§ Task goal
Copy the Polars question starting at "let df = df!" and ending at "how to proceed.", replacing "keys" with "tokens" everywhere it occurs.

++++ Supplied text

After splitting a string in multiple 'words', I want to add a new column with the amount of counted items .alias("count")
.
let df = df! [
"keys" => ["a ab", "a ab abc", "b ba abc abcd", "b ba bbc abcd bbcd"],
"groups" => ["A", "A", "B", "C"],
]?;
First I split the string:
let out = df.lazy().with_column(col("keys").str().split(lit(" ")));
And attempt the count:
let out_2 = out.with_columns([col("keys")
.apply(|s| Ok(s.len()), GetOutput::from_type(DataType::Int32))
.alias("count")]).collect().unwrap();
Which results in error message:
mismatched types
expected struct `polars::prelude::Series`, found `usize`
No idea how to proceed.

++++++++
++++ Record list

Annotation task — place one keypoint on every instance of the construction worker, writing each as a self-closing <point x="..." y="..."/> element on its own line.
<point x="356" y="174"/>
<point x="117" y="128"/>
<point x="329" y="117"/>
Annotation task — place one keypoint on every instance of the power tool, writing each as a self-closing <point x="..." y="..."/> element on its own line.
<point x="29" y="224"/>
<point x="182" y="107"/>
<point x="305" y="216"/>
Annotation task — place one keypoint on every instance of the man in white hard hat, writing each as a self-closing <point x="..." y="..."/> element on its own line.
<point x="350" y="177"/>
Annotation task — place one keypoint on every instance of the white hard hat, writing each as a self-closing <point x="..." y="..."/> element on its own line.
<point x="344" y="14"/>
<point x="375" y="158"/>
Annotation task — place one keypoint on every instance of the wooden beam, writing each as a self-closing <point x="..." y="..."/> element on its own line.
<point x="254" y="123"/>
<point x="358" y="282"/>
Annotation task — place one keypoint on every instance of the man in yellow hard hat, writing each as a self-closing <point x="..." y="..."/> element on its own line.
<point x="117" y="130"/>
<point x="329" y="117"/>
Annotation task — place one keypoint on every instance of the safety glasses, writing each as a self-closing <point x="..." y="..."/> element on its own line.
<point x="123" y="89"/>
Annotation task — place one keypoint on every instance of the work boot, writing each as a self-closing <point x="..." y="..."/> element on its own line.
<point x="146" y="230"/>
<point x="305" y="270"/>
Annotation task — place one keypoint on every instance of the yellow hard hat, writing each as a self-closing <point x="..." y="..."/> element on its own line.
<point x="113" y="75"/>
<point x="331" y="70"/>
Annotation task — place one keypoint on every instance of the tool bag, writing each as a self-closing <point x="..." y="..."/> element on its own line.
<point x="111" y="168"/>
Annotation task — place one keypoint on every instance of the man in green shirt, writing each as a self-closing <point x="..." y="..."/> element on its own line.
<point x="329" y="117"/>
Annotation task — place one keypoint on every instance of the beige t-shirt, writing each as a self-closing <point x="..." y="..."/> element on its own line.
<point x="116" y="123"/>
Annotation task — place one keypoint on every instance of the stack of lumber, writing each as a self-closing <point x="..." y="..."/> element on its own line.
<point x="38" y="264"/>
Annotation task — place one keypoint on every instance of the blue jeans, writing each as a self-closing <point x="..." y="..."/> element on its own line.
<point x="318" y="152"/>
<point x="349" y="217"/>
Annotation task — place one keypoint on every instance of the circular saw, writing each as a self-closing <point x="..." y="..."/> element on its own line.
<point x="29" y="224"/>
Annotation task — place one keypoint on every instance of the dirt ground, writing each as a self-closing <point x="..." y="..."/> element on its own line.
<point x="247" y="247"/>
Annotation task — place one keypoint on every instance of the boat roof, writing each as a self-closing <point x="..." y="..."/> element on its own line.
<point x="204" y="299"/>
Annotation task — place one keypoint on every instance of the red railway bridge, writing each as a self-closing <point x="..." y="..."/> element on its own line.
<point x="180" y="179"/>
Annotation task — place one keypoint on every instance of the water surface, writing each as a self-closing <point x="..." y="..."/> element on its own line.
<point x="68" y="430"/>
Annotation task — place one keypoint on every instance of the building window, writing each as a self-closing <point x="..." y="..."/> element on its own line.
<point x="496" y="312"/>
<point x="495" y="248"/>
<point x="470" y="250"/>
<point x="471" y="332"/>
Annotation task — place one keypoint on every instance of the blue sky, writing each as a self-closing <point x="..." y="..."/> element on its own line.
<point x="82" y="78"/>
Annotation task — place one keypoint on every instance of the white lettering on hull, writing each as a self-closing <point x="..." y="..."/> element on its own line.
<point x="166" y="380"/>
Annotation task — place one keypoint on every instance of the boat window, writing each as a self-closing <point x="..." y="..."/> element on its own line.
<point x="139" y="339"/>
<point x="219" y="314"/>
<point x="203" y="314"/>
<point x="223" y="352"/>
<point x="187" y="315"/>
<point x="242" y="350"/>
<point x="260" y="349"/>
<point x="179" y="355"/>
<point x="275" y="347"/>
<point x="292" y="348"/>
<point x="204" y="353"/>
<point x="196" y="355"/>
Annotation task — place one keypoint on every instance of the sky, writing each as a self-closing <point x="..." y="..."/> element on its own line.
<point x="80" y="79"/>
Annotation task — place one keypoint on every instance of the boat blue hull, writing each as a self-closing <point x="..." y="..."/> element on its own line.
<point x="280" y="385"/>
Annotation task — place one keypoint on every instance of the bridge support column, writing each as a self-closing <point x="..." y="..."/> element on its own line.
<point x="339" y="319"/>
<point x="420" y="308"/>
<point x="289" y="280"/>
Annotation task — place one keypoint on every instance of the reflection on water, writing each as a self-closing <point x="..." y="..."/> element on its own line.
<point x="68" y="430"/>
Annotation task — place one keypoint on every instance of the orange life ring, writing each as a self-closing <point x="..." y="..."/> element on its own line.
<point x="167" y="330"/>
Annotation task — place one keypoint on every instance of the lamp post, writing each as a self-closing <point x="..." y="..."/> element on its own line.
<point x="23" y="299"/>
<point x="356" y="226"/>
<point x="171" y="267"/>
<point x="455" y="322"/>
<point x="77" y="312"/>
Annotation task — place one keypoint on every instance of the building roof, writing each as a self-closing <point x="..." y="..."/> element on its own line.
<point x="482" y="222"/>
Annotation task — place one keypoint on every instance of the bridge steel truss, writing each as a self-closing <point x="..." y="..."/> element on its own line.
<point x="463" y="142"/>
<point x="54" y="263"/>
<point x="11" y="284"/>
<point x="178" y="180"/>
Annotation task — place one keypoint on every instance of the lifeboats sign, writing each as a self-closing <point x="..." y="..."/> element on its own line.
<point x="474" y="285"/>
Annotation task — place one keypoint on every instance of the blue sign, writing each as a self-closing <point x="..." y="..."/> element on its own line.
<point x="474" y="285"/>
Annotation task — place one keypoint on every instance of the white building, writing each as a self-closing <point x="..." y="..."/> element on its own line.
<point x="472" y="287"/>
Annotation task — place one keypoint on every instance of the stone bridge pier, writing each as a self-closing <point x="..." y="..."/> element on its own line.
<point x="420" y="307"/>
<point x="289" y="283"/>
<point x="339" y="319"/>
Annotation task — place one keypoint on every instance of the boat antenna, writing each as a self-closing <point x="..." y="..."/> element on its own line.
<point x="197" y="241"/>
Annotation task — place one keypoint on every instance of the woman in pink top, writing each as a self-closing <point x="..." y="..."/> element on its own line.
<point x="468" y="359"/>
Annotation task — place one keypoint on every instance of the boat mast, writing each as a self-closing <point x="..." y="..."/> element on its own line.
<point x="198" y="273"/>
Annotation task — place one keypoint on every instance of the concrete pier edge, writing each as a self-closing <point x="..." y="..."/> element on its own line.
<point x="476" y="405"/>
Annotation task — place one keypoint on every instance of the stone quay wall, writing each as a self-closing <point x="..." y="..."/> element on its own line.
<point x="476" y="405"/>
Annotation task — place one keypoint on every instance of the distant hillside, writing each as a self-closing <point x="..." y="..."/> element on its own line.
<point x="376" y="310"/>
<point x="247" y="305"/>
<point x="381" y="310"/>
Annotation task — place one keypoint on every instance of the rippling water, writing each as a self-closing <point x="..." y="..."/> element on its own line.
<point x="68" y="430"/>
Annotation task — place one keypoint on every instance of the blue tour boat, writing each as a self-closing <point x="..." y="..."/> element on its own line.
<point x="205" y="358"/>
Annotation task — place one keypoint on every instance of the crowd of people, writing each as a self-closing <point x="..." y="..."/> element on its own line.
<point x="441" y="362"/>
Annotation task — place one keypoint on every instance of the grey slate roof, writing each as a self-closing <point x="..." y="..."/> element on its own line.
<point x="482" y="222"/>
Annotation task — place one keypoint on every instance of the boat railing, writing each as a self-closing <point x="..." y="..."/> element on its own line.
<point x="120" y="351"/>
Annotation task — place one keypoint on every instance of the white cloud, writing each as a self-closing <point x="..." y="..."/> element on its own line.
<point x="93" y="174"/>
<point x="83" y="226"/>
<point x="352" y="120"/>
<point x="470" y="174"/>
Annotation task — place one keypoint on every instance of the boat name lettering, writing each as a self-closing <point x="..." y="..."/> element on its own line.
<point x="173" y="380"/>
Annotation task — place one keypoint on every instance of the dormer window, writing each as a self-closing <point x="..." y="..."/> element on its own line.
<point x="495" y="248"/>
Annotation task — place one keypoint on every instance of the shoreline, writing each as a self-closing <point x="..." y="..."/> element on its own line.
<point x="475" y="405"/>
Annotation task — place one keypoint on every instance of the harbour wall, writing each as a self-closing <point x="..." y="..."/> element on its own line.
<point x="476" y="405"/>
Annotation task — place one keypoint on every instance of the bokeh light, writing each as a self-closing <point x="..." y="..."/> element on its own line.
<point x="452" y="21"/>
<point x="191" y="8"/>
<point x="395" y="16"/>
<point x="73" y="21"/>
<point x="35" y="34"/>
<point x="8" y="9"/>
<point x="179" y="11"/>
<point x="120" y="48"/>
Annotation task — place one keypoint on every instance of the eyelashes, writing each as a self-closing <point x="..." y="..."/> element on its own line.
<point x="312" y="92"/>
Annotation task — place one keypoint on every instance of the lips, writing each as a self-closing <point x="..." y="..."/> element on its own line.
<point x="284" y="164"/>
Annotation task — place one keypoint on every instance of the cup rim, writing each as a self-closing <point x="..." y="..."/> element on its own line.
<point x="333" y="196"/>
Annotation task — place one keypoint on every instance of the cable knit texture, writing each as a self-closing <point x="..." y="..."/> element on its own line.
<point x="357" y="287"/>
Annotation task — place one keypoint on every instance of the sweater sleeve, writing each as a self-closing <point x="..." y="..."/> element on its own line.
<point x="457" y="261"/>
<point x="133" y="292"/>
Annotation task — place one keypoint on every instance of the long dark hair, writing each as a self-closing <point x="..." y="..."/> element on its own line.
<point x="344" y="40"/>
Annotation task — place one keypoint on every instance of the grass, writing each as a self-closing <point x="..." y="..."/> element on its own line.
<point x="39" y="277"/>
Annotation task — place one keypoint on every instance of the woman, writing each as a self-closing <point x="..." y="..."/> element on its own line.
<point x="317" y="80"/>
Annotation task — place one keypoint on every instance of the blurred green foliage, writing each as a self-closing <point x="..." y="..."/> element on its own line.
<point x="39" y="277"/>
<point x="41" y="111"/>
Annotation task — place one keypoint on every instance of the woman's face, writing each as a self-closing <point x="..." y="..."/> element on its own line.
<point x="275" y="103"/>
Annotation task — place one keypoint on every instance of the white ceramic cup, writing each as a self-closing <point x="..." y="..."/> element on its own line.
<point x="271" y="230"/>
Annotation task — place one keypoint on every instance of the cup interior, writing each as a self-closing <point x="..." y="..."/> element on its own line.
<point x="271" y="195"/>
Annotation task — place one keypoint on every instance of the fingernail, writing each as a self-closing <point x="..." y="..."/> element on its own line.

++++++++

§ Answer to this task
let df = df! [
"tokens" => ["a ab", "a ab abc", "b ba abc abcd", "b ba bbc abcd bbcd"],
"groups" => ["A", "A", "B", "C"],
]?;
First I split the string:
let out = df.lazy().with_column(col("tokens").str().split(lit(" ")));
And attempt the count:
let out_2 = out.with_columns([col("tokens")
.apply(|s| Ok(s.len()), GetOutput::from_type(DataType::Int32))
.alias("count")]).collect().unwrap();
Which results in error message:
mismatched types
expected struct `polars::prelude::Series`, found `usize`
No idea how to proceed.